*What to work on*.
Copy the lines from the line with "of the black" to the line with "pixel 601 54", substituting "activity" for each "exercise" and leaving everything else unchanged.

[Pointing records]
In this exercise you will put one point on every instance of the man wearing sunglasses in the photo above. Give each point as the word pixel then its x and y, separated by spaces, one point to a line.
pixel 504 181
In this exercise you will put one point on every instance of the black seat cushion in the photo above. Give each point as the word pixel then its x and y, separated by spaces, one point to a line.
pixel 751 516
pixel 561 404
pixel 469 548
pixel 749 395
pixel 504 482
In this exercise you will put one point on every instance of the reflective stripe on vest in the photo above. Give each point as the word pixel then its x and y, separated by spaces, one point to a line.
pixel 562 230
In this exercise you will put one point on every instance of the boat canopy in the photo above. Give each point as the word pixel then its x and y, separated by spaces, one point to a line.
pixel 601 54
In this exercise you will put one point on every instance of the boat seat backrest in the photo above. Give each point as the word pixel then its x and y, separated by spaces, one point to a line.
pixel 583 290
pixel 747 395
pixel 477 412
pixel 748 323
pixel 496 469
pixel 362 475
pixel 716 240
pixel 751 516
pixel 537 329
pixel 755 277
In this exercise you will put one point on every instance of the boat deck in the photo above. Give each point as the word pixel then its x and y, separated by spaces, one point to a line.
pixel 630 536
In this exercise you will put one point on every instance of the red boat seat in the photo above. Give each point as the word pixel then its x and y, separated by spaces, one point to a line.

*The response*.
In this activity you will put one point on every instance of the black seat cushion in the photo above. Give each point as the word pixel then its x and y, separated by spaces, one point to a line.
pixel 751 516
pixel 561 404
pixel 469 548
pixel 749 395
pixel 504 482
In this activity you will put one point on every instance of the reflective stripe on vest in the photo above. Give each point as the word pixel then its x and y, separated by spaces, one point to a line.
pixel 562 230
In this activity you will put one point on every instance of the boat canopy in the photo above. Give each point as the word pixel then its x and y, separated by spaces, one point to a line.
pixel 601 54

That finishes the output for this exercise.